__PROMPT__:
The required output is the line containing "Task: tag the woman" through the final line of the material below, printed exactly, with no other lines.

__MATERIAL__:
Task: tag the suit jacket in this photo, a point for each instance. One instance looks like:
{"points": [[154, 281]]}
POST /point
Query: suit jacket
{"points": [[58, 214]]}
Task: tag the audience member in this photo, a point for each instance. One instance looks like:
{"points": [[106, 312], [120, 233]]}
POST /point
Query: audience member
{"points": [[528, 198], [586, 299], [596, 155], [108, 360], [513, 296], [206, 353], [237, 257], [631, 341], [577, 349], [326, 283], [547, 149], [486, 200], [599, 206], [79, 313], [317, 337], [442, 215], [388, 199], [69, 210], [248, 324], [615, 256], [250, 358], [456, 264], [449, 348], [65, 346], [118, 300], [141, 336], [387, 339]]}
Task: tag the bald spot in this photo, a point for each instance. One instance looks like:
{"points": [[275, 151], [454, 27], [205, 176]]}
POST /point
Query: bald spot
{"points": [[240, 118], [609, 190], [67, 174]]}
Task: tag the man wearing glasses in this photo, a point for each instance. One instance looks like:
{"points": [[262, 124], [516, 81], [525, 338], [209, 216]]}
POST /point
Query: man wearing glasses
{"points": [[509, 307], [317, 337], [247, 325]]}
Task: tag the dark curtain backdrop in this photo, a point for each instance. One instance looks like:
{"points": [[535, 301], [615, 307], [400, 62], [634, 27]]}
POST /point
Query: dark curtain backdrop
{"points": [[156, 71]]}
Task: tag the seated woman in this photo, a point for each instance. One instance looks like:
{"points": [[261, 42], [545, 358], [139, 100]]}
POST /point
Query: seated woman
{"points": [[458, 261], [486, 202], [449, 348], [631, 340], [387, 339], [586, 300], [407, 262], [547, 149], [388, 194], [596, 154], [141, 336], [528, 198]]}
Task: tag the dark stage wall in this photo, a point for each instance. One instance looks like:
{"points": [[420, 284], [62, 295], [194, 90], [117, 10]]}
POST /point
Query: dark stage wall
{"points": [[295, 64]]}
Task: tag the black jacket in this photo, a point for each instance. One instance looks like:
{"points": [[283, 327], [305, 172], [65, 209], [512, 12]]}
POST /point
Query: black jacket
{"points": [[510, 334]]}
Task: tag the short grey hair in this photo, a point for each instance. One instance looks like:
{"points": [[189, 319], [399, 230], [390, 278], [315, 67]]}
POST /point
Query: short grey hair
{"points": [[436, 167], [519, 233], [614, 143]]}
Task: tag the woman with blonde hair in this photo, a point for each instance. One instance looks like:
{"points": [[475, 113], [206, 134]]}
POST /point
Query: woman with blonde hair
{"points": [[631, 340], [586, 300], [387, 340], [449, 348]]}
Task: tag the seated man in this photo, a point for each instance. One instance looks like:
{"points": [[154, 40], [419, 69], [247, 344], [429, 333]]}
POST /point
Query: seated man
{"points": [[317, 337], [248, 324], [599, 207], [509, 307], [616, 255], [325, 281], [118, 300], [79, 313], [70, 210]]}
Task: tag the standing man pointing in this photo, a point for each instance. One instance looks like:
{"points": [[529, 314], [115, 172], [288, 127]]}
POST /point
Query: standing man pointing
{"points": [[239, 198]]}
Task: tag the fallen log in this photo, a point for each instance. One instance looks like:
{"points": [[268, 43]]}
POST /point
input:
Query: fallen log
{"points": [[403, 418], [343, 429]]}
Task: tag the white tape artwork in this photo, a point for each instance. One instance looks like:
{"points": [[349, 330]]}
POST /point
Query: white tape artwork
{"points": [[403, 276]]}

__RESPONSE FOR THIS EXERCISE__:
Task: tag the woman with blonde hair in this photo, a point for each instance. One instance looks like:
{"points": [[475, 113], [206, 134]]}
POST /point
Query: woman with blonde hair
{"points": [[631, 340], [586, 300], [387, 340], [449, 348]]}
Task: tag the seated man in this photo, a point for each instance. One instance looks like:
{"points": [[154, 40], [419, 69], [247, 344], [429, 333]]}
POST /point
Query: seated man
{"points": [[317, 337], [248, 324], [599, 207], [509, 307], [616, 255], [325, 281], [118, 300], [79, 313], [70, 210]]}
Task: tag the standing man pointing in this photo, a point for each instance. One instance looks like:
{"points": [[529, 314], [115, 172], [288, 127]]}
POST /point
Query: standing man pointing
{"points": [[239, 198]]}
Task: tag the fallen log in this photo, a point for each instance. One instance looks like:
{"points": [[268, 43]]}
POST /point
input:
Query: fallen log
{"points": [[403, 418], [343, 429]]}
Task: tag the white tape artwork in this photo, a point for each instance. One instance looks like:
{"points": [[349, 330]]}
POST /point
Query: white tape artwork
{"points": [[403, 276]]}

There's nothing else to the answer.